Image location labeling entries
===============

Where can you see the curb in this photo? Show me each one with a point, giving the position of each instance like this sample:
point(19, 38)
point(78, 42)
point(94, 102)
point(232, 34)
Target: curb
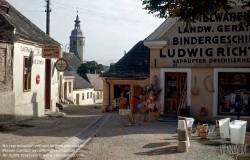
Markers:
point(70, 147)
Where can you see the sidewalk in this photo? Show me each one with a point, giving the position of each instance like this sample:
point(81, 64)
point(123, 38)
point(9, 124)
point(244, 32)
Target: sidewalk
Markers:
point(34, 138)
point(86, 133)
point(148, 141)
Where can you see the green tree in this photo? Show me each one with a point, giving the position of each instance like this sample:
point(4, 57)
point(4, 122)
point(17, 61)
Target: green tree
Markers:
point(190, 11)
point(90, 67)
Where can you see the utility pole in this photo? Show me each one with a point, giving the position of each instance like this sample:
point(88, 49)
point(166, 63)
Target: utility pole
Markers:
point(48, 10)
point(47, 62)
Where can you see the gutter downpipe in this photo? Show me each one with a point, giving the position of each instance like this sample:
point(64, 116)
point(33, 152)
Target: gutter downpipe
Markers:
point(109, 91)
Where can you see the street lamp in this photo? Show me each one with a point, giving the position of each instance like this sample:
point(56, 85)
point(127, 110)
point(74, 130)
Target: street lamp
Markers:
point(68, 55)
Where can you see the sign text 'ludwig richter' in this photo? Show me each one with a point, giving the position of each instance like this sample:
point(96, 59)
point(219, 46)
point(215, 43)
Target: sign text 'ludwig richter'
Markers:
point(51, 51)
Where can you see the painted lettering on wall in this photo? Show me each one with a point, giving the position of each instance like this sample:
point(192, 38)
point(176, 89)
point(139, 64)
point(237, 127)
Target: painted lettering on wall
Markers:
point(25, 49)
point(233, 47)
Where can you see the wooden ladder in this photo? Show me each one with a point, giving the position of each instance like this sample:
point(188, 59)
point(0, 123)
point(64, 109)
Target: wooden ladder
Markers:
point(183, 97)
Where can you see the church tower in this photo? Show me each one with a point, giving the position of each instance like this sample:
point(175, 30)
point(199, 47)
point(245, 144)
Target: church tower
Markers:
point(77, 41)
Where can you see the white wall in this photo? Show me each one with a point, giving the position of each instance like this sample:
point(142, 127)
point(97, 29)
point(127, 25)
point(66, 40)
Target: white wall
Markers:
point(86, 101)
point(31, 103)
point(100, 100)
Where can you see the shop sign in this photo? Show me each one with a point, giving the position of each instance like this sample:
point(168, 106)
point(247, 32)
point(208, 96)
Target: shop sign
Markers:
point(61, 65)
point(219, 41)
point(37, 79)
point(51, 51)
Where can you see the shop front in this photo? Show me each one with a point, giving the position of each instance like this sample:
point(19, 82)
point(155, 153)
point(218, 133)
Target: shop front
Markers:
point(205, 68)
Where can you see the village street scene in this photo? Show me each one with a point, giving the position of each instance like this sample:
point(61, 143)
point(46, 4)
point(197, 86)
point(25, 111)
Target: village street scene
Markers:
point(90, 80)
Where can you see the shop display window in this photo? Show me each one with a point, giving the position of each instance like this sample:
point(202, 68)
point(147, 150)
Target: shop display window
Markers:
point(234, 93)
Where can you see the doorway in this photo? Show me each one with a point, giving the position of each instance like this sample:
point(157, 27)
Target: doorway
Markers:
point(77, 99)
point(47, 83)
point(174, 88)
point(118, 89)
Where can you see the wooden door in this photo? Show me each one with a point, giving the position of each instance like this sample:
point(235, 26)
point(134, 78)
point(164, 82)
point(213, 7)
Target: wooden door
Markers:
point(77, 99)
point(174, 84)
point(47, 83)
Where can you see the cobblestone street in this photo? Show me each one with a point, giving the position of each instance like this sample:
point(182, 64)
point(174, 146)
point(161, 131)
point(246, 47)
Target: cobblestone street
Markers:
point(149, 140)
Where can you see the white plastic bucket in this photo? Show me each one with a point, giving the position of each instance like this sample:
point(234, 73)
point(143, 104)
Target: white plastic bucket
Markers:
point(189, 121)
point(182, 124)
point(238, 131)
point(224, 127)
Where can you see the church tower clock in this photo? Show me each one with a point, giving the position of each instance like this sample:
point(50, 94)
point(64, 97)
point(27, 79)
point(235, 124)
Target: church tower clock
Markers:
point(77, 41)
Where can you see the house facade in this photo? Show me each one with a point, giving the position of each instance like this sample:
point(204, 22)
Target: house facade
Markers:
point(23, 78)
point(209, 63)
point(126, 76)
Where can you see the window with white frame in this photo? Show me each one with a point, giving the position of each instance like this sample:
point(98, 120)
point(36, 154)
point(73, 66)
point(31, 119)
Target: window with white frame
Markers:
point(27, 74)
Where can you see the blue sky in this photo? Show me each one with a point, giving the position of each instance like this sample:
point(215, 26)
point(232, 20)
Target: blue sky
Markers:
point(110, 26)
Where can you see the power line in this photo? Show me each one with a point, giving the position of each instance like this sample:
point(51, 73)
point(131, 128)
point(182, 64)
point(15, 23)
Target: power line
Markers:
point(103, 15)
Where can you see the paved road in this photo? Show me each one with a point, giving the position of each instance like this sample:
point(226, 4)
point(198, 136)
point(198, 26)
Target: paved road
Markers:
point(149, 140)
point(109, 137)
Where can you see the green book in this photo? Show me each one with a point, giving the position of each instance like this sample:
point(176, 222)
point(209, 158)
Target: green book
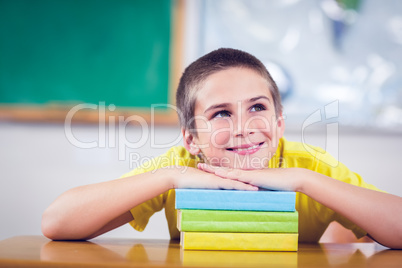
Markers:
point(237, 221)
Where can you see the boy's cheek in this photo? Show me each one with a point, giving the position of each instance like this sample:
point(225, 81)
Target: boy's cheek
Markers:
point(220, 138)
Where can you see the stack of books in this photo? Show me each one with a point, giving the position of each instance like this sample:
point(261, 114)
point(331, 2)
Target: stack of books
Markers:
point(237, 220)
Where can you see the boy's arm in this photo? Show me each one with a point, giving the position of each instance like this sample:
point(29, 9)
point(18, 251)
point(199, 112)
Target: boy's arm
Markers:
point(87, 211)
point(379, 214)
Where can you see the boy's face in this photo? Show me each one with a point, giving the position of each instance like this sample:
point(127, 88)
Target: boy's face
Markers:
point(235, 120)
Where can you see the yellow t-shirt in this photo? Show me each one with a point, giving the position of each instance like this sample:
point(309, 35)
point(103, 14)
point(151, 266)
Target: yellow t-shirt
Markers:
point(314, 218)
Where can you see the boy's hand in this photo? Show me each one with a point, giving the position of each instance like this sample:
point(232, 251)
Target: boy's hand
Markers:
point(286, 179)
point(194, 178)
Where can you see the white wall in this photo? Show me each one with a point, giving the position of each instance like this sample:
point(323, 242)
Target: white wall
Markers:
point(38, 163)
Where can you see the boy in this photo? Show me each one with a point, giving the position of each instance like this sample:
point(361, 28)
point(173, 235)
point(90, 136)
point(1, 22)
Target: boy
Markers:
point(231, 118)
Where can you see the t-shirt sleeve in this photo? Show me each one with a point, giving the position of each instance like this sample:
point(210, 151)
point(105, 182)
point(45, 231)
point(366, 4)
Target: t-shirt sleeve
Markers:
point(327, 165)
point(143, 212)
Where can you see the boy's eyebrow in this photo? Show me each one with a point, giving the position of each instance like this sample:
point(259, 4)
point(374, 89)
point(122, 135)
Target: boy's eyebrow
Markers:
point(259, 97)
point(217, 106)
point(226, 105)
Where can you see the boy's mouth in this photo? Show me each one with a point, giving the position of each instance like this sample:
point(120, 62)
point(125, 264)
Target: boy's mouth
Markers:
point(246, 148)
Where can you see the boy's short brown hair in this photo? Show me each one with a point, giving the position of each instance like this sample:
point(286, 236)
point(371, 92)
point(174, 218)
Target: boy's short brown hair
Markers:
point(218, 60)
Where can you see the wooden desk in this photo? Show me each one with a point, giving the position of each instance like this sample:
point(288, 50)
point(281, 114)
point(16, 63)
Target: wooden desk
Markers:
point(37, 251)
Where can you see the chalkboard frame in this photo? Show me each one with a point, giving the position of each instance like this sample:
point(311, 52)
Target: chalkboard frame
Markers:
point(58, 112)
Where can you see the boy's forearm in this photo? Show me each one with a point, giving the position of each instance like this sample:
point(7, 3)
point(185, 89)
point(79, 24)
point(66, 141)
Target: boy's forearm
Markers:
point(83, 211)
point(369, 209)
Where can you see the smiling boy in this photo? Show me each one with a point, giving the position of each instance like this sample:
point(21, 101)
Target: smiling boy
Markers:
point(232, 126)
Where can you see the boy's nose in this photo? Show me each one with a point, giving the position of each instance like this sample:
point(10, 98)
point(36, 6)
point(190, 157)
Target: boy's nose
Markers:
point(242, 132)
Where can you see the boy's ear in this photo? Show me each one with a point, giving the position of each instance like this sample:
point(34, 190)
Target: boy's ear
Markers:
point(189, 142)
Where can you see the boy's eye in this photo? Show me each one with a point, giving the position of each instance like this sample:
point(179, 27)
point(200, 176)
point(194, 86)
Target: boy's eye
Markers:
point(221, 114)
point(257, 108)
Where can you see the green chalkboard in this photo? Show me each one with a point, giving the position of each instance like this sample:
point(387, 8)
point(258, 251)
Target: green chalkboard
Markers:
point(85, 51)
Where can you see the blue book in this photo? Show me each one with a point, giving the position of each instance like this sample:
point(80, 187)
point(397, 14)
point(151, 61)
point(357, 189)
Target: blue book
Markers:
point(235, 200)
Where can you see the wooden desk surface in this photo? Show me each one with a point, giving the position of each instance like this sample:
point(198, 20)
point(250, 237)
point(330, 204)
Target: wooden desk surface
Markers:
point(37, 251)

===============

▸ **Exercise directions**
Swap "smiling" for "grinning" in the records, starting at the line containing "Where can you see the boy's forearm" and ending at the line containing "point(232, 126)". Return only those lines, with nothing else altered.

▸ **Result of the task**
Where can you see the boy's forearm in this photo? Show me each one with a point, giving the position of each instance like this sample:
point(7, 3)
point(185, 89)
point(79, 24)
point(66, 141)
Target: boy's forearm
Markers:
point(83, 211)
point(369, 209)
Where can you see the grinning boy in this photo? Show me each one with a point, giving the position of each instance like this sample:
point(21, 101)
Target: grinning boy
Markers:
point(232, 126)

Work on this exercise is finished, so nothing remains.